The interesting thing about the AI for Good Global Commission that the UN and the International Telecommunication Union rolled out this week is not the acronym, it is the seating chart. Axios reported that Salesforce's Marc Benioff and Rwanda's President Paul Kagame will co-chair, with ITU Secretary-General Doreen Bogdan-Martin as permanent vice-chair, and the first meeting is set for July 8 in Geneva.

The founding roster is what makes this worth paying attention to. According to the reporting, tech members include Amazon CEO Andy Jassy, Nvidia founder and CEO Jensen Huang, Microsoft president Brad Smith, Anthropic co-founder Jack Clark, and Cohere co-founder Aidan Gomez. On the state side, Estonian President Alar Karis joins Kagame, along with AI and tech policymakers from Kazakhstan, Namibia, Saudi Arabia, Singapore and Nigeria. Benioff's framing is that the commission will bring together "the people who build AI, deploy it, shape policy, and represent communities." That is a coalition that does not usually sit in one room, and the fact that the frontier labs and the hyperscalers are inside a UN-branded body at all is the substantive news.

Why it matters for practitioners: the ITU is the standards body that historically negotiated the plumbing of the global network, and Bogdan-Martin's presence as permanent vice-chair suggests the commission is meant to plug into that machinery rather than sit alongside it. If the July 8 session produces workstreams that feed into ITU processes, the norms discussed there could quietly become the interoperability and safety defaults that platform teams eventually inherit.

The honest caveat is that the reporting is thin on the mechanics that actually determine whether a body like this matters. What the coverage does not give you is the commission's decision-making authority, its funding model, or why some of the largest labs, including Google DeepMind, Meta and OpenAI, are not on the named founding list. Treat the specifics as reported, not settled, and watch the July 8 Geneva meeting for whether the commission ships a mandate with teeth or a communique.

The forward-looking read is that if this coalition holds, the countries and companies inside the tent get a first-mover seat on global AI norms before binding rules exist, and the Global South members in particular gain a direct channel to frontier-lab leadership that has mostly been reserved for bilateral deals.

▸ **Dataset content**
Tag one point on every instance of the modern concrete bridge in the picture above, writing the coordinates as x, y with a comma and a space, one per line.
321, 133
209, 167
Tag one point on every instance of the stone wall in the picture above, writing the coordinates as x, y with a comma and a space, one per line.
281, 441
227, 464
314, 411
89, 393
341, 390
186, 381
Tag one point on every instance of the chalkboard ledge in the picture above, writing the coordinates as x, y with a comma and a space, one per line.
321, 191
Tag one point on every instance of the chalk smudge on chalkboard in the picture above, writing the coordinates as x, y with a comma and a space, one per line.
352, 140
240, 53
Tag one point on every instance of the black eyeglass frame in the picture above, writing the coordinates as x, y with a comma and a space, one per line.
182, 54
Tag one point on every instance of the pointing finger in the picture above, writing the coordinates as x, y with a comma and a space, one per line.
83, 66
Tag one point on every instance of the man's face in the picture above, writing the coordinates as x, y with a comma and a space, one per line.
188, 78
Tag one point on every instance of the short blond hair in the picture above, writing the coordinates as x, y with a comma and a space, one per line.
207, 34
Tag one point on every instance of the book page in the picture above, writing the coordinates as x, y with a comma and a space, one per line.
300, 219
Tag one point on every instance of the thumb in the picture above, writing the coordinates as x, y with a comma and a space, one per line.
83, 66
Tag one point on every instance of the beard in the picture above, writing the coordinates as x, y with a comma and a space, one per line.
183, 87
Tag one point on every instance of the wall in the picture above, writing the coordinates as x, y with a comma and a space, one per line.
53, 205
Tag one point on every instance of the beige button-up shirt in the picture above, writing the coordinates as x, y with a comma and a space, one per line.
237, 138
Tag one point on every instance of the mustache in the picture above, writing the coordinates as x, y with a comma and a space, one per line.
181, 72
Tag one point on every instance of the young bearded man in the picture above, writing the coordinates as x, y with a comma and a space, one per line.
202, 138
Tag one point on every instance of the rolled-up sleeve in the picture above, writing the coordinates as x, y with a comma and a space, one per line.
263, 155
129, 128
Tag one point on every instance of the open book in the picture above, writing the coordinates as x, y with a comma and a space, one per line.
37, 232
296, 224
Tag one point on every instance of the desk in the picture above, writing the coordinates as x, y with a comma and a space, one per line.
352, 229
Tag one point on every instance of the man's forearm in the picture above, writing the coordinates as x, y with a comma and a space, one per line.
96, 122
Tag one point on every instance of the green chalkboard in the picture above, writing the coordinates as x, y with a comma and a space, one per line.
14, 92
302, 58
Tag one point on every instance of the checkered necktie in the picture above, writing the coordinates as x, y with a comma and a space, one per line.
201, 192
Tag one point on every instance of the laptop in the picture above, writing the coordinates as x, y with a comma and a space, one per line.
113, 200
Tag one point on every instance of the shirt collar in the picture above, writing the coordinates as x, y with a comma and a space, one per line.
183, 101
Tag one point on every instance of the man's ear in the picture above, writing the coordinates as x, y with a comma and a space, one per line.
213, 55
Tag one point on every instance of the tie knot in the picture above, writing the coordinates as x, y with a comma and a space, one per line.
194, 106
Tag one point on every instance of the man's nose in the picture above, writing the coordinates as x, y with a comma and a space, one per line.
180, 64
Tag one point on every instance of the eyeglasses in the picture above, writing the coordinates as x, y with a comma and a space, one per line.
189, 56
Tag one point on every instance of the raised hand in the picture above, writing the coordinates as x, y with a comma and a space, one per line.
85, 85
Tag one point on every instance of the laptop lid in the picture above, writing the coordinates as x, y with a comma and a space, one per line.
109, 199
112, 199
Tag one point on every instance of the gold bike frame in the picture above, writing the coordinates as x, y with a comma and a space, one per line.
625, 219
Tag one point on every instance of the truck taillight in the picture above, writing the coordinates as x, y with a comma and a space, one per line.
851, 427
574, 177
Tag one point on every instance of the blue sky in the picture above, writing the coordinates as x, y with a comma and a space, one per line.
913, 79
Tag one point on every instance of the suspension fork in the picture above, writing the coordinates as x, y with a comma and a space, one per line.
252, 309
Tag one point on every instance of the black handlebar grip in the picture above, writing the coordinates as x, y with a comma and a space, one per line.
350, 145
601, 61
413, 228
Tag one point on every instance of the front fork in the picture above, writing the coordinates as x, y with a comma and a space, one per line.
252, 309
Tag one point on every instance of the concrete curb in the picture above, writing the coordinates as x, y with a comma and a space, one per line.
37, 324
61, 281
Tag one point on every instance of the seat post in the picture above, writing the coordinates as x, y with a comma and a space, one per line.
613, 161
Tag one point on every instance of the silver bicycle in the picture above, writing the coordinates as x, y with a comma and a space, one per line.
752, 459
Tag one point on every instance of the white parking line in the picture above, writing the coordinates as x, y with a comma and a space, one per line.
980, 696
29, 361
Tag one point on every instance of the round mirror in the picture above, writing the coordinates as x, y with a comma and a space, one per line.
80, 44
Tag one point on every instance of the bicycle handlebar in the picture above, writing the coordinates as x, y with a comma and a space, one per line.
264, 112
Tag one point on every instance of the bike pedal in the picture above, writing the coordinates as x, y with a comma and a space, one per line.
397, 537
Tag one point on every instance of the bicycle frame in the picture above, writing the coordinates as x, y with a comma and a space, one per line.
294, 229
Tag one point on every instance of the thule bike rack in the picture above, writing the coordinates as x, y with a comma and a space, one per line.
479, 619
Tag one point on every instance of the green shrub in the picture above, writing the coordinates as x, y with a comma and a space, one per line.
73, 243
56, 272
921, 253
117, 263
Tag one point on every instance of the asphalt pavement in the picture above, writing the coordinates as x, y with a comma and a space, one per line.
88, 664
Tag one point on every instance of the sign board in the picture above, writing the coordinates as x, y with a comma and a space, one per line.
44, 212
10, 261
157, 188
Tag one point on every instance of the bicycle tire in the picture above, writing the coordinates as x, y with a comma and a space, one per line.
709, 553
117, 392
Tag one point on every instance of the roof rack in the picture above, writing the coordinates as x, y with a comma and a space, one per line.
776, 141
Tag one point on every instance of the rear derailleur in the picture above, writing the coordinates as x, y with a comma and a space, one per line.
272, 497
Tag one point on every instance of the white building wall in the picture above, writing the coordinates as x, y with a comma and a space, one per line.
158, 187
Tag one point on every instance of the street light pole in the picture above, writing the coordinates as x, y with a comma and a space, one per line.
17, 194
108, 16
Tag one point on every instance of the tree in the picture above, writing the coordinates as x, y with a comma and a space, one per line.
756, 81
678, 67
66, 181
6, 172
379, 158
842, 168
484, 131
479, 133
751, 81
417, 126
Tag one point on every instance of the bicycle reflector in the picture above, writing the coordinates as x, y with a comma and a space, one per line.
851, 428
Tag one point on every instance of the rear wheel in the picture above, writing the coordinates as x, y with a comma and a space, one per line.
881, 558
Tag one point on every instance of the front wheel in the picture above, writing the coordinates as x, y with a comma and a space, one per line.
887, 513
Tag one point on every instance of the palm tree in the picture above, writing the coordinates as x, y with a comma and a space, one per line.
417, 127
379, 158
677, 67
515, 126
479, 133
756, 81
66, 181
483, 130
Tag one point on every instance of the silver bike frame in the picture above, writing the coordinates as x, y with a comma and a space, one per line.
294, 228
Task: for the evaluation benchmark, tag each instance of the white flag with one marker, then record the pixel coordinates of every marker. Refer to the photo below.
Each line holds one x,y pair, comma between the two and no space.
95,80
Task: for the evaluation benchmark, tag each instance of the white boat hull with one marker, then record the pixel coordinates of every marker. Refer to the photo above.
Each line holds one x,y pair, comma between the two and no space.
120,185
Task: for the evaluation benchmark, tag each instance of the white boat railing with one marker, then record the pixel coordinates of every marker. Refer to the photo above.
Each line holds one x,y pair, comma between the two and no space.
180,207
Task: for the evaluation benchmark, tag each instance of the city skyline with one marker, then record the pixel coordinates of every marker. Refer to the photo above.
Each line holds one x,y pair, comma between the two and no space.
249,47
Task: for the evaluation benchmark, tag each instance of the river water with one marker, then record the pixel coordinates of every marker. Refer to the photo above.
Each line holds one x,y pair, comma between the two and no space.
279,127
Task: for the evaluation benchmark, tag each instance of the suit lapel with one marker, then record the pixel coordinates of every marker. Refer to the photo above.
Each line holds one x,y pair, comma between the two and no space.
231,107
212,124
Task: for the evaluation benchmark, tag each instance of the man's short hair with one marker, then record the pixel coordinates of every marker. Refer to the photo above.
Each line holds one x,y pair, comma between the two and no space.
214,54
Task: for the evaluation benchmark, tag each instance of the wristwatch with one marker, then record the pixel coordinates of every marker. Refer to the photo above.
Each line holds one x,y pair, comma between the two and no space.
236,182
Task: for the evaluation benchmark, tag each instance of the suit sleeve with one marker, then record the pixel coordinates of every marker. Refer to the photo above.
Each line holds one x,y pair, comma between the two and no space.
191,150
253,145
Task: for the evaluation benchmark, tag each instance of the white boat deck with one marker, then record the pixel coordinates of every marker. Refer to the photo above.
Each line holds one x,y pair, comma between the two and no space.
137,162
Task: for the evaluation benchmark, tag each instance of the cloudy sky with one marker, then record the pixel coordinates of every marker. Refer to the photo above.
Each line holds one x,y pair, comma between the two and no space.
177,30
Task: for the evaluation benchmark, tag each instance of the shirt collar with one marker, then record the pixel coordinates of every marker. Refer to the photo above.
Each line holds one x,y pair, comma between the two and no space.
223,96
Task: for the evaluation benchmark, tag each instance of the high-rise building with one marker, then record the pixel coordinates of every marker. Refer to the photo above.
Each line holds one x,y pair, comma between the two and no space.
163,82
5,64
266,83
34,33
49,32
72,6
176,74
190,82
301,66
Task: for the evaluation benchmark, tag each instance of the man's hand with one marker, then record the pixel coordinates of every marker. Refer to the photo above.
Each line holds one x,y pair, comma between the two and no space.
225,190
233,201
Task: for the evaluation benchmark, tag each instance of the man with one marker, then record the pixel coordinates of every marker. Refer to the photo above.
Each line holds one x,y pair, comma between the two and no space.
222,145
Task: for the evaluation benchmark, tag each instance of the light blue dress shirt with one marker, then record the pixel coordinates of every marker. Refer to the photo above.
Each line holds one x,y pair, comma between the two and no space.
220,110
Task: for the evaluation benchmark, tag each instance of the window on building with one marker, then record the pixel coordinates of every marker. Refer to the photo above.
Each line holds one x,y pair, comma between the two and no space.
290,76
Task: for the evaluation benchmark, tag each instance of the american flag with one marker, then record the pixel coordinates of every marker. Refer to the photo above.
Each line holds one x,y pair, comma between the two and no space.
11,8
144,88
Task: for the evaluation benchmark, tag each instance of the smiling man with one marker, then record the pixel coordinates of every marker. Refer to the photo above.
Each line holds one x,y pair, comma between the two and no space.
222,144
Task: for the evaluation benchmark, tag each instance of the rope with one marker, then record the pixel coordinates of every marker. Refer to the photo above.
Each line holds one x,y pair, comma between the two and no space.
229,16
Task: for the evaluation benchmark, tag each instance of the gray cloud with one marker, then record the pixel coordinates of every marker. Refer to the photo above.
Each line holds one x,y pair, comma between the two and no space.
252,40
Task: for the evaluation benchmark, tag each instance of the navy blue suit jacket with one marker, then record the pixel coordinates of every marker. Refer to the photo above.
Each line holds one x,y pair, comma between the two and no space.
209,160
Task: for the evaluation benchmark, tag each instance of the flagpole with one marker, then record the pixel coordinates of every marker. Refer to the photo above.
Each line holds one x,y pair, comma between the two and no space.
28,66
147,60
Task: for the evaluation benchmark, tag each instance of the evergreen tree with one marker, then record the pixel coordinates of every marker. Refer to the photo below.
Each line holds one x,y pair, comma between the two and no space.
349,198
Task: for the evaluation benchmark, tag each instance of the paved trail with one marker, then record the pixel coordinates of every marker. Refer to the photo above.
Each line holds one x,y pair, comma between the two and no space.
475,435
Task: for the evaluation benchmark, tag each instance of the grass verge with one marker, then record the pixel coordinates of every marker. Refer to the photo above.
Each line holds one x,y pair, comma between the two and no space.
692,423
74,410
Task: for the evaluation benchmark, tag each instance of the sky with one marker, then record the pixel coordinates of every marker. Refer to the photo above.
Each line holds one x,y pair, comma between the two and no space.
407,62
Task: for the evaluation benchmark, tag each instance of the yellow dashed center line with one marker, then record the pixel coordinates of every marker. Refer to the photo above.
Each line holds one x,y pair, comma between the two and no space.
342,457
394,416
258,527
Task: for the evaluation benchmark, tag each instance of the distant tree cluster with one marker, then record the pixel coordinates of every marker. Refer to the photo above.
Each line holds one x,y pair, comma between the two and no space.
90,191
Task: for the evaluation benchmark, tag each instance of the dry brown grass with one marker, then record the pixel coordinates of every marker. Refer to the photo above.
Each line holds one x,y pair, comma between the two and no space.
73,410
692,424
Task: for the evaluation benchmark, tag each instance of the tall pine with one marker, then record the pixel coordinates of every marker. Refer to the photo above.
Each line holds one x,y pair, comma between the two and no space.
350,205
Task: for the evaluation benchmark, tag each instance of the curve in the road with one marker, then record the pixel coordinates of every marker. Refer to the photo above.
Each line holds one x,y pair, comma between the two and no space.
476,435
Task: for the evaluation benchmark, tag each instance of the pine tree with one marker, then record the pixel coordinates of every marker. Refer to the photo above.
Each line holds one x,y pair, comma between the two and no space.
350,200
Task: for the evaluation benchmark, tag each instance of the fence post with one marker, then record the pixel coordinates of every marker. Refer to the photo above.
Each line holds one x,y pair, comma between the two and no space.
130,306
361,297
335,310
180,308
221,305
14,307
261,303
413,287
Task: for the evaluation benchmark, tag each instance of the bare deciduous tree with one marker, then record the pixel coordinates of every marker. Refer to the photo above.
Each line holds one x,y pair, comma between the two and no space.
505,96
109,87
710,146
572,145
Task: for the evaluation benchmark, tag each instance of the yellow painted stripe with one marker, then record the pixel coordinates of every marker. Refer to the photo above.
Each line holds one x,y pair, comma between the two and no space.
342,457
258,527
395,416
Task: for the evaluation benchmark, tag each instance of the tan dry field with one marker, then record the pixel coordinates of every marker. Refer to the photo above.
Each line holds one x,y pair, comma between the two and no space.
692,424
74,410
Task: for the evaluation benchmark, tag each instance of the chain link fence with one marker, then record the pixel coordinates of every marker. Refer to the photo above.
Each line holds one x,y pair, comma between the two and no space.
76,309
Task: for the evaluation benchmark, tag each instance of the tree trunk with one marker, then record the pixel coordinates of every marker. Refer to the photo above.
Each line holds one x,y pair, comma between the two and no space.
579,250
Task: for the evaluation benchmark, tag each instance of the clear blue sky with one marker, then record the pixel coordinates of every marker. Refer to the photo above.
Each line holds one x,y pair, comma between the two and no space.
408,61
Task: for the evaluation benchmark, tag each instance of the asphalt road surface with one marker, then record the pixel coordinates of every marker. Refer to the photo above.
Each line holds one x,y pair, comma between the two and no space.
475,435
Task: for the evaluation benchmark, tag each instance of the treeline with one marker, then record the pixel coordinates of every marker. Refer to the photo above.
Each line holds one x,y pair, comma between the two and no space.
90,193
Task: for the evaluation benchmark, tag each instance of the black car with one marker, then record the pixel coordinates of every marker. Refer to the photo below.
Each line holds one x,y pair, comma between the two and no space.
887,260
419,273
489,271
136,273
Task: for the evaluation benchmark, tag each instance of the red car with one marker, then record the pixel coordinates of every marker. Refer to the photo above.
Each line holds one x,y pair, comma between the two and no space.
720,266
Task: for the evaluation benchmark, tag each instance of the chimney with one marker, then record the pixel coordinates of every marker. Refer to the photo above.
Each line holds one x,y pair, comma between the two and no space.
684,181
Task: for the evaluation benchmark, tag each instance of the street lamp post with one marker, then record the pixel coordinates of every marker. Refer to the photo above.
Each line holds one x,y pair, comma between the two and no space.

▸ **Work order**
Translate this sentence from the text about the AI for Good Global Commission into Spanish: "The honest caveat is that the reporting is thin on the mechanics that actually determine whether a body like this matters."

▸ **Task result**
La advertencia honesta es que la información publicada ofrece pocos detalles sobre los mecanismos que realmente determinan si un organismo como este tiene importancia.